### Task to carry out
Exclude the pictures, and otherwise reproduce the data in full.

(Stored dataset items)
_ _ _ _ _
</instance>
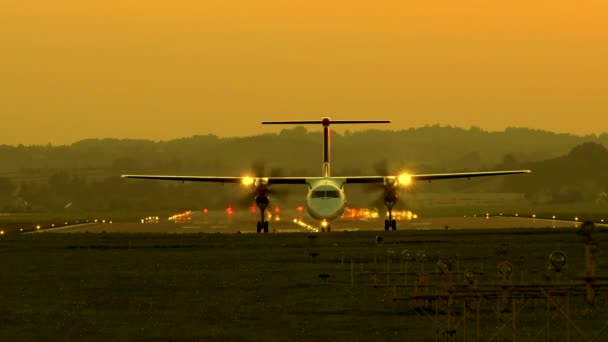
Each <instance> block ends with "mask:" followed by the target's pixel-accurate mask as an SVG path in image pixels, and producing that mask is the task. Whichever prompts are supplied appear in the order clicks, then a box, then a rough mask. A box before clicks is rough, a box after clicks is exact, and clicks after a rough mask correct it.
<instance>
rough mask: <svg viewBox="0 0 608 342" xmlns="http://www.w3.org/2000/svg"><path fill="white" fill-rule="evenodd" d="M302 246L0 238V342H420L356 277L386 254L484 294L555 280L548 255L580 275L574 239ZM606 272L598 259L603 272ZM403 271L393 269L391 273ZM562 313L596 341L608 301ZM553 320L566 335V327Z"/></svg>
mask: <svg viewBox="0 0 608 342" xmlns="http://www.w3.org/2000/svg"><path fill="white" fill-rule="evenodd" d="M310 236H311V235H309V234H305V233H294V234H266V235H256V234H31V235H18V234H14V235H8V236H5V237H3V238H2V239H0V272H1V273H0V274H1V275H2V278H1V279H2V280H1V284H0V299H1V303H2V305H1V306H0V340H1V341H17V340H24V341H31V340H40V341H53V340H57V341H70V340H77V341H83V340H104V341H107V340H114V341H140V340H141V341H148V340H152V341H168V340H171V341H201V340H203V341H205V340H221V341H260V340H265V341H307V340H327V341H335V340H341V341H368V340H382V341H386V340H389V341H392V340H395V341H397V340H400V341H402V340H408V341H429V340H435V339H436V336H438V332H437V325H436V324H435V323H434V322H433V321H432V320H431V319H429V317H426V316H425V315H426V314H425V313H423V312H421V311H420V310H418V309H417V308H415V306H414V305H413V304H412V303H411V302H409V301H394V300H393V299H394V292H393V291H394V290H393V289H386V288H375V287H374V286H372V285H373V279H372V277H370V276H369V275H361V273H364V274H367V273H370V272H372V273H373V272H382V271H386V269H387V257H386V256H387V253H390V252H389V250H392V251H394V252H395V254H396V255H400V254H401V252H402V251H403V250H405V249H407V250H409V251H411V252H414V253H415V252H416V251H419V250H424V251H426V254H427V256H428V258H427V259H428V260H427V262H426V263H427V266H426V267H427V268H428V269H432V270H434V267H435V266H434V265H435V264H436V262H437V260H438V259H439V258H447V259H449V260H451V261H452V262H453V265H454V270H456V269H459V270H464V269H466V268H473V267H475V268H477V270H478V271H480V272H483V274H481V275H480V279H479V281H480V282H495V281H496V268H497V264H498V262H499V259H501V258H506V259H507V260H511V261H512V263H513V264H514V265H516V267H515V269H514V274H517V275H518V276H517V277H521V278H524V280H525V281H541V280H543V279H545V278H547V277H550V276H551V275H550V274H549V272H550V271H548V269H547V258H548V255H549V254H550V253H551V252H552V251H555V250H561V251H563V252H564V253H566V254H567V256H568V263H567V267H566V269H565V270H564V271H563V272H562V273H563V274H562V277H563V279H574V277H575V276H577V275H581V274H582V273H583V271H584V258H583V248H584V245H583V243H582V239H581V237H580V236H578V235H576V234H575V231H574V230H573V229H516V230H492V231H484V230H475V231H471V230H460V231H456V230H454V231H451V230H450V231H397V232H387V233H385V232H335V233H328V234H317V235H316V238H311V237H310ZM377 236H382V237H383V239H384V241H383V243H377V240H376V238H377ZM595 240H596V242H597V243H598V245H599V246H600V247H603V246H605V245H606V240H608V234H606V233H605V232H604V231H601V230H597V231H596V232H595ZM501 245H503V246H508V248H506V249H505V254H504V255H499V254H497V250H498V249H500V248H501V247H499V246H501ZM315 253H317V254H318V256H316V257H312V256H311V254H313V255H314V254H315ZM522 257H523V259H522ZM603 259H605V255H604V254H602V253H601V249H600V254H599V258H598V267H599V269H600V273H601V269H602V268H605V267H604V266H605V264H606V263H605V262H604V261H603ZM517 260H524V261H523V263H521V264H518V263H517V262H516V261H517ZM351 265H352V266H351ZM399 267H400V264H399V261H394V262H393V265H392V270H395V271H398V270H399ZM353 270H354V272H353ZM321 274H327V275H329V278H327V280H326V281H325V280H323V279H321V278H320V277H319V275H321ZM514 277H515V276H514ZM458 279H460V278H458ZM518 279H519V278H518ZM519 280H521V279H519ZM457 281H458V282H459V283H461V282H462V281H461V280H457ZM572 301H573V304H572V305H573V315H575V316H576V317H575V320H574V322H575V324H576V325H577V326H579V327H581V329H583V330H584V332H585V334H586V336H587V337H592V336H594V335H595V334H598V333H600V330H601V328H602V327H603V325H604V324H605V322H606V320H607V319H608V307H607V305H606V295H605V294H604V293H603V292H602V291H601V290H600V292H599V296H598V298H597V305H596V306H595V309H594V311H593V312H592V313H591V314H589V313H588V311H586V312H587V313H584V309H583V308H584V307H585V305H584V300H583V299H582V298H578V297H575V298H573V300H572ZM577 308H580V310H579V309H577ZM526 310H528V311H529V312H532V314H534V315H535V316H530V315H529V316H528V317H538V320H537V321H536V320H533V321H526V322H521V323H520V325H521V330H520V332H519V333H518V334H519V336H520V337H521V338H520V340H532V339H533V337H534V336H535V335H536V337H534V338H538V340H547V336H548V335H547V334H548V332H547V331H545V332H543V330H542V329H543V326H544V325H545V321H546V317H545V315H546V304H543V302H542V301H539V302H538V303H536V304H534V303H533V305H531V307H529V308H526ZM534 310H537V311H538V313H537V314H535V313H534V312H533V311H534ZM428 312H430V315H431V316H432V314H433V313H432V311H428ZM483 319H484V320H483V322H482V330H483V332H482V338H481V340H488V339H489V338H490V337H492V336H493V335H494V334H495V331H496V321H497V319H496V314H495V313H494V312H492V311H491V310H490V309H488V311H487V312H485V313H484V318H483ZM556 320H557V321H558V323H559V324H561V325H562V328H561V329H564V328H563V325H564V324H566V323H564V321H563V320H562V321H560V320H559V319H556ZM560 322H561V323H560ZM551 329H558V327H557V325H555V326H554V327H553V328H551ZM455 330H456V333H455V336H456V337H454V338H455V340H462V339H463V338H462V336H461V335H462V333H461V331H462V325H461V326H457V327H456V328H455ZM509 336H510V335H509ZM558 336H559V335H558ZM572 336H573V338H574V337H575V336H576V334H575V332H572ZM561 337H564V336H563V335H561ZM604 338H608V335H606V336H604ZM442 340H443V339H442ZM471 340H474V339H471ZM503 340H504V338H503ZM555 340H560V338H559V337H558V338H557V339H555ZM600 340H601V339H600Z"/></svg>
_ _ _ _ _
### Solution to this task
</instance>
Each <instance> block ends with "mask:" followed by the target's pixel-accurate mask as an SVG path in image pixels, and producing that mask is the task. Whichever prompts are supplied appear in the order clicks, then a box, then a rough mask. A box before clicks is rough, a box after clicks is exact, and clicks after a rough mask correct it.
<instance>
rough mask: <svg viewBox="0 0 608 342" xmlns="http://www.w3.org/2000/svg"><path fill="white" fill-rule="evenodd" d="M302 246L0 238V342H420L356 277L386 254L484 294L555 280L548 255L580 275L574 239ZM606 272L598 259L603 272ZM403 271L393 269L391 273ZM562 313L596 341L608 301ZM553 320L566 335V327Z"/></svg>
mask: <svg viewBox="0 0 608 342" xmlns="http://www.w3.org/2000/svg"><path fill="white" fill-rule="evenodd" d="M310 236H311V235H309V234H305V233H294V234H266V235H256V234H31V235H18V234H14V235H8V236H5V237H3V238H2V239H0V272H1V273H0V274H1V275H2V278H1V279H2V280H1V284H0V299H1V303H2V305H1V306H0V340H1V341H17V340H24V341H31V340H40V341H53V340H57V341H70V340H77V341H83V340H104V341H107V340H114V341H140V340H141V341H148V340H152V341H168V340H171V341H201V340H203V341H205V340H221V341H260V340H265V341H307V340H327V341H335V340H341V341H368V340H382V341H386V340H389V341H392V340H395V341H397V340H400V341H402V340H408V341H429V340H435V339H436V336H438V332H437V325H436V324H435V323H434V322H433V321H432V320H431V319H429V317H426V316H425V315H426V314H425V313H423V312H421V311H420V310H418V309H417V308H415V306H414V305H413V304H412V303H411V302H409V301H394V300H393V299H394V292H393V291H394V290H393V289H386V288H375V287H374V286H372V285H373V279H372V277H370V276H369V275H361V273H364V274H367V273H370V272H372V273H373V272H382V271H386V269H387V257H386V256H387V253H390V252H389V250H392V251H394V252H395V254H396V255H400V254H401V252H402V251H403V250H405V249H407V250H409V251H411V252H414V253H415V252H416V251H419V250H424V251H426V254H427V256H428V258H427V259H428V260H427V262H426V263H427V266H426V267H427V268H428V269H432V270H434V267H435V266H434V265H435V264H436V262H437V260H438V259H439V258H447V259H449V260H451V261H452V262H453V265H454V270H456V269H459V270H464V269H466V268H473V267H475V268H477V270H478V271H480V272H483V274H481V275H480V279H479V281H480V282H495V281H496V268H497V264H498V262H499V259H501V258H506V259H507V260H511V261H512V263H513V264H514V265H516V267H515V269H514V274H517V275H518V276H517V277H521V278H524V280H525V281H541V280H543V279H545V278H547V277H550V276H551V275H550V274H549V272H550V271H548V269H547V258H548V255H549V254H550V253H551V252H552V251H555V250H561V251H563V252H564V253H566V254H567V256H568V263H567V267H566V269H565V270H564V271H563V272H562V273H563V274H562V277H563V279H574V277H575V276H577V275H581V274H582V273H583V271H584V258H583V248H584V245H583V243H582V239H581V237H580V236H578V235H576V234H575V231H574V230H573V229H516V230H492V231H484V230H475V231H471V230H460V231H456V230H454V231H451V230H450V231H397V232H387V233H385V232H335V233H328V234H317V235H316V238H311V237H310ZM377 236H382V237H383V239H384V241H383V243H377V240H376V238H377ZM595 240H596V242H597V243H598V245H599V246H600V247H603V246H605V245H606V240H608V234H606V233H605V232H604V231H601V230H597V231H596V232H595ZM501 245H503V246H508V248H506V249H505V254H504V255H499V254H497V250H498V249H500V248H501V247H499V246H501ZM315 253H317V254H318V256H316V257H312V256H311V254H313V255H314V254H315ZM522 257H523V259H522ZM603 259H605V255H604V254H602V253H601V249H600V254H599V258H598V267H599V269H600V273H601V269H602V268H605V267H604V266H605V264H606V263H605V262H604V261H603ZM517 260H524V261H523V263H521V264H518V263H517V262H516V261H517ZM351 265H352V266H351ZM399 267H400V264H399V261H394V262H393V265H392V270H395V271H398V270H399ZM353 270H354V272H353ZM321 274H327V275H329V278H327V280H326V281H325V280H323V279H321V278H320V277H319V275H321ZM514 277H515V276H514ZM458 279H460V278H458ZM518 279H519V278H518ZM519 280H521V279H519ZM457 281H458V282H459V283H461V282H462V281H461V280H457ZM572 301H573V304H572V305H573V315H575V316H576V317H575V320H574V322H575V324H576V325H577V326H579V327H581V329H583V330H584V332H585V334H586V336H587V337H592V336H594V335H595V334H598V333H600V330H601V328H602V327H603V325H604V324H605V322H606V320H607V319H608V307H607V305H606V295H605V294H604V293H603V292H602V291H601V290H600V292H599V296H598V298H597V305H596V306H595V309H594V311H593V312H592V313H591V314H589V313H588V311H586V312H587V313H584V309H583V308H584V307H585V305H584V300H583V299H582V298H578V297H575V298H573V300H572ZM577 308H580V310H579V309H577ZM526 310H528V311H529V312H532V314H534V315H535V316H530V315H529V316H528V317H538V320H537V321H536V320H533V321H526V322H521V323H520V325H521V330H520V332H519V333H518V334H519V336H520V337H521V338H520V340H532V339H533V337H534V336H535V335H536V337H534V338H538V340H547V336H548V335H547V334H548V332H547V331H545V332H543V330H542V329H543V326H544V325H545V321H546V317H545V315H546V304H543V302H542V301H539V302H538V303H536V304H534V303H533V305H531V307H529V308H526ZM534 310H537V311H538V313H537V314H535V313H534V312H533V311H534ZM428 312H430V315H431V316H432V314H433V313H432V311H428ZM483 319H484V320H483V322H482V330H483V332H482V338H481V340H488V339H489V338H490V337H492V336H493V335H494V334H495V331H496V321H497V319H496V314H495V313H494V312H492V311H491V310H490V309H488V311H487V312H485V313H484V318H483ZM556 320H557V321H558V323H559V324H561V325H562V328H561V329H564V328H563V325H564V324H566V323H564V321H563V320H562V321H560V320H559V319H556ZM560 322H561V323H560ZM551 329H558V327H557V325H555V326H554V327H553V328H551ZM455 330H456V333H455V336H456V337H454V338H455V340H462V339H463V338H462V336H461V335H462V333H461V331H462V325H461V326H457V327H456V328H455ZM509 336H510V335H509ZM558 336H559V335H558ZM572 336H573V338H574V337H575V336H576V334H575V332H572ZM561 337H564V336H563V335H561ZM604 338H608V335H606V336H604ZM442 340H443V339H442ZM471 340H474V339H471ZM503 340H504V338H503ZM555 340H560V338H559V337H558V338H557V339H555ZM600 340H601V339H600Z"/></svg>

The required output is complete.